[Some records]
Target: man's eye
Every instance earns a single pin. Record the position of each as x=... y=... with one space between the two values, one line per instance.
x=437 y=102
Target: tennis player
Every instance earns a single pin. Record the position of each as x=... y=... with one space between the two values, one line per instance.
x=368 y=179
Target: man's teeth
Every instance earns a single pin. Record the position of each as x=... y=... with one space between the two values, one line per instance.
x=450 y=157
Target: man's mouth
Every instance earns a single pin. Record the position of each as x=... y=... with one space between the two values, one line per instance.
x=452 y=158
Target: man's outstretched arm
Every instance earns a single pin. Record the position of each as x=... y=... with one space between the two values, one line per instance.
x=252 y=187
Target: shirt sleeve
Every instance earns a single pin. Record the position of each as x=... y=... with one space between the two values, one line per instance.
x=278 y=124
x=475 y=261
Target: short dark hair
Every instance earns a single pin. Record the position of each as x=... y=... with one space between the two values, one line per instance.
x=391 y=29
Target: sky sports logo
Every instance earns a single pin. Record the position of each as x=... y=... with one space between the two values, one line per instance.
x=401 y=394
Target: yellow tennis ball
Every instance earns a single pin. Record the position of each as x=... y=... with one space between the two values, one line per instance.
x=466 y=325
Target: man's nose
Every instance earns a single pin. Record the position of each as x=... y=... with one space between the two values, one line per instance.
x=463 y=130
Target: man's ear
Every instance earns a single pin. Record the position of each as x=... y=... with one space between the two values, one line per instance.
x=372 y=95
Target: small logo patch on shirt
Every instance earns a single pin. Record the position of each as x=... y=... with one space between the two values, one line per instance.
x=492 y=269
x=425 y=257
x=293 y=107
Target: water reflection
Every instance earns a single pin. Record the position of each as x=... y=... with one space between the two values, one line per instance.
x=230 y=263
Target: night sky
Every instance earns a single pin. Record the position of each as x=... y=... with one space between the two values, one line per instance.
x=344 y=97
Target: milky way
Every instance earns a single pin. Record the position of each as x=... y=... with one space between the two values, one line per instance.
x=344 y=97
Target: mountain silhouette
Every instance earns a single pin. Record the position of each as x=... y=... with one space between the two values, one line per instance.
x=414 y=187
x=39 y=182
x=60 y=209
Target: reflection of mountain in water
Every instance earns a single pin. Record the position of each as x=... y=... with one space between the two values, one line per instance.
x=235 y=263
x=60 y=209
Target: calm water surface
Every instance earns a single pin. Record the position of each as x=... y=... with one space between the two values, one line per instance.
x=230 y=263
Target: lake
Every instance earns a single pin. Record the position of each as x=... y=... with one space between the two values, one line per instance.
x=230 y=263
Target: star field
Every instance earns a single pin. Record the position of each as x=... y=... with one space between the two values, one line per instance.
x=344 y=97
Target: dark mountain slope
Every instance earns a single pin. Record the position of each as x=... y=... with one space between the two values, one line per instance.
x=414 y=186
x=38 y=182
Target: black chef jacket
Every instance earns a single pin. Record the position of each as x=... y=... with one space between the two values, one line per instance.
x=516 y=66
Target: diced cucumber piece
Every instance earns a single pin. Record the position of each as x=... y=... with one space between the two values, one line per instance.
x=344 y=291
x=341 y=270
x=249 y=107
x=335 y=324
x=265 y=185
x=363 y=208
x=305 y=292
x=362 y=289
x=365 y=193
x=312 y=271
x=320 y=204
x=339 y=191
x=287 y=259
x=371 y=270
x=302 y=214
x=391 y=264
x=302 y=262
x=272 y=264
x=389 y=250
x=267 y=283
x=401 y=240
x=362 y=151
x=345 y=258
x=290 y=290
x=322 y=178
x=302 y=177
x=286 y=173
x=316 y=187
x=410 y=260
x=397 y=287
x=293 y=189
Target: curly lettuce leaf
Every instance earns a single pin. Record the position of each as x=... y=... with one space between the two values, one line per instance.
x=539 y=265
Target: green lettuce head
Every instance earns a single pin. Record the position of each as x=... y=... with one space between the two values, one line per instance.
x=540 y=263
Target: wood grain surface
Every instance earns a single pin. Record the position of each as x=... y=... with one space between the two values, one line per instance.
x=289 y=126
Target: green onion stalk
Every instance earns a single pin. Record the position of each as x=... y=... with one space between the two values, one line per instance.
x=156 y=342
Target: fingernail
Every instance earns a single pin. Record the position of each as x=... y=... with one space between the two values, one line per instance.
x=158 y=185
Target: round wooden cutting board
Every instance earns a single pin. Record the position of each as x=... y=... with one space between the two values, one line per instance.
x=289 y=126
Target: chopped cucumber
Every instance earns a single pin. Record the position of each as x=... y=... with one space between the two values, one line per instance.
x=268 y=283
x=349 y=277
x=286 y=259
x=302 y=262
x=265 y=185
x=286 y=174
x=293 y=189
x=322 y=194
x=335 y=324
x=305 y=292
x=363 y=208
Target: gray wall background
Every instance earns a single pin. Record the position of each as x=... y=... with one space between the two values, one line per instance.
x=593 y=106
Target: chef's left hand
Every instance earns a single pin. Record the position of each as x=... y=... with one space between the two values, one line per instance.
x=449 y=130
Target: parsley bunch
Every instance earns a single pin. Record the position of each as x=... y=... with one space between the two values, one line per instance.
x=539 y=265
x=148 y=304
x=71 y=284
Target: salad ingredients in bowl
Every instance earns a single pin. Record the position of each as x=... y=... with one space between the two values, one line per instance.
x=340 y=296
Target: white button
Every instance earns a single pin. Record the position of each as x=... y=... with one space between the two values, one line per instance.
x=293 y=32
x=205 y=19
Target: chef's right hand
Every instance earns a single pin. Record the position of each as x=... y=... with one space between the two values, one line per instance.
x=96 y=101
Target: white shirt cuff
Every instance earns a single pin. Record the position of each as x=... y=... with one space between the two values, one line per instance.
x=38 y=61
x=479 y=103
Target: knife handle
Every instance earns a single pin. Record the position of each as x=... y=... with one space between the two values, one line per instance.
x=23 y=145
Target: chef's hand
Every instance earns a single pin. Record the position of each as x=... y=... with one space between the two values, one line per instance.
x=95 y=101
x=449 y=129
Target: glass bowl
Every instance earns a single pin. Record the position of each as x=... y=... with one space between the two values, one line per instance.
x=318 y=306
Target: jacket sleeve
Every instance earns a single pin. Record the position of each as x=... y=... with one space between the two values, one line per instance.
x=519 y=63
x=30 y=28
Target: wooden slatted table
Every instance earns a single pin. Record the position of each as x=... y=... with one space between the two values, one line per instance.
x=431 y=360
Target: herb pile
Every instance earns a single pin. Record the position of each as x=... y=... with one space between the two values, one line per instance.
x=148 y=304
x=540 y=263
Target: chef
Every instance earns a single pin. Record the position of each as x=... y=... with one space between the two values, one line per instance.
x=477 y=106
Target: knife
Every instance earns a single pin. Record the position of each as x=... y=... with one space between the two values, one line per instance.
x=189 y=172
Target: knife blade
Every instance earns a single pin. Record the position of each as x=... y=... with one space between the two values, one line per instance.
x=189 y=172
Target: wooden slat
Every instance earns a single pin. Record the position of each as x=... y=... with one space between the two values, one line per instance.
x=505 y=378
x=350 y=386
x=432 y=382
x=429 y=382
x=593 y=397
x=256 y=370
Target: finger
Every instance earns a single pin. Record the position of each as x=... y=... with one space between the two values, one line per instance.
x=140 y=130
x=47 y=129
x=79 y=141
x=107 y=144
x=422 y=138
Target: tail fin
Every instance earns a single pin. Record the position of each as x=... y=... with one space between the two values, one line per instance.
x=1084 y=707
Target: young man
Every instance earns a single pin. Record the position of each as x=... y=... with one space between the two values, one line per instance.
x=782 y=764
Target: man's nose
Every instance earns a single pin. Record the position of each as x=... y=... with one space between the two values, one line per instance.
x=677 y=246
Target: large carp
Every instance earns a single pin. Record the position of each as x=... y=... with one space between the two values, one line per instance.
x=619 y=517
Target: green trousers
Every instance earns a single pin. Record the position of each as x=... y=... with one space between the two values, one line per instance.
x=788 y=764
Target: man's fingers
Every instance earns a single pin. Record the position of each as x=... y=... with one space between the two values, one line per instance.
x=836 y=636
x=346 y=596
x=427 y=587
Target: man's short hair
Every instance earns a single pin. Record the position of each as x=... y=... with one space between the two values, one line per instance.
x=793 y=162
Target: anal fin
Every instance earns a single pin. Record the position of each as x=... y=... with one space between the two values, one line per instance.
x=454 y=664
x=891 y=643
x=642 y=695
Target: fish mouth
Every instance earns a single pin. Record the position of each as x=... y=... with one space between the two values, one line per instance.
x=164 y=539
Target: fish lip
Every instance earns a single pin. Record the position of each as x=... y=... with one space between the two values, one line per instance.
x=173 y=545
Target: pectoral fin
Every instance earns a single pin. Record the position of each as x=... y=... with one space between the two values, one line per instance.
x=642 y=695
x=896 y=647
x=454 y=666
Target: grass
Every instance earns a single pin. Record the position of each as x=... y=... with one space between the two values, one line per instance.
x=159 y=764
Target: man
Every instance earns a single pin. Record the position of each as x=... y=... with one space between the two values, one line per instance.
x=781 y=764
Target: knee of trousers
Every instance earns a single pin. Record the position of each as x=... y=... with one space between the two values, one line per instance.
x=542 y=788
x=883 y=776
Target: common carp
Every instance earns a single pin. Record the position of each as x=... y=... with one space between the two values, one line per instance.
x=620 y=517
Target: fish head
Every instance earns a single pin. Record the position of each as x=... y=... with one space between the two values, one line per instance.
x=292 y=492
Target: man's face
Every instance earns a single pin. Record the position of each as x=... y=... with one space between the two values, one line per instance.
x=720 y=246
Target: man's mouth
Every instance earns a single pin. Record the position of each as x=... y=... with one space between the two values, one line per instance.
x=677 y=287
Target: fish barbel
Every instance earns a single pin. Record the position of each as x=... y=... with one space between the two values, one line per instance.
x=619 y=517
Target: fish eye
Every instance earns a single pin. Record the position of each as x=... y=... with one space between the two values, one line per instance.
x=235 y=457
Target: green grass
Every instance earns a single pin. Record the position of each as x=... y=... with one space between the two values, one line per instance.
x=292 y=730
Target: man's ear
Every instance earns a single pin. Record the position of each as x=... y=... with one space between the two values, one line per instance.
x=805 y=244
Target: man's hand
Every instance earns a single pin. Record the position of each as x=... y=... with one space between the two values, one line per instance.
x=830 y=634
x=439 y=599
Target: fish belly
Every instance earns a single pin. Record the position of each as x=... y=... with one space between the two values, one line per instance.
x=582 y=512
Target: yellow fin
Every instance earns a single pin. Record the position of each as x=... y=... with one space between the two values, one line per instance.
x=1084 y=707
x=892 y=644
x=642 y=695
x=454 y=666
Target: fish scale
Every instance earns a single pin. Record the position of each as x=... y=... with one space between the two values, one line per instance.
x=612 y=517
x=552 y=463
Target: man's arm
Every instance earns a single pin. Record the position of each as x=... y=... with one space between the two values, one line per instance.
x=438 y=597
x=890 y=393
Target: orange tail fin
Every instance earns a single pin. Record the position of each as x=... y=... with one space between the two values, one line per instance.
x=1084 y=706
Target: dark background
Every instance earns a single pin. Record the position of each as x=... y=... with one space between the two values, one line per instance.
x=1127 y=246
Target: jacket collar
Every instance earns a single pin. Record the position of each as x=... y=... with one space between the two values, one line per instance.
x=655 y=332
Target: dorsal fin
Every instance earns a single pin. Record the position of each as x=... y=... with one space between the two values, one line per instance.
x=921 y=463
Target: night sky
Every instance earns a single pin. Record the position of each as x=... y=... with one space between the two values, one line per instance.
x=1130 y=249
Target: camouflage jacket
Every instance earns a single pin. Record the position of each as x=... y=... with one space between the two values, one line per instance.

* **YOUR GOAL**: Rewrite the part of the records that opens with the line containing "Target: man's short hair" and closes with the line containing "x=793 y=162", swapping "short hair" for "cropped hair" and leaving everything else untouched.

* **RESPONSE FOR THIS EXERCISE**:
Target: man's cropped hair
Every instance earns a single pin. Record the position of each as x=... y=... with one space between the two values, one line per instance.
x=793 y=162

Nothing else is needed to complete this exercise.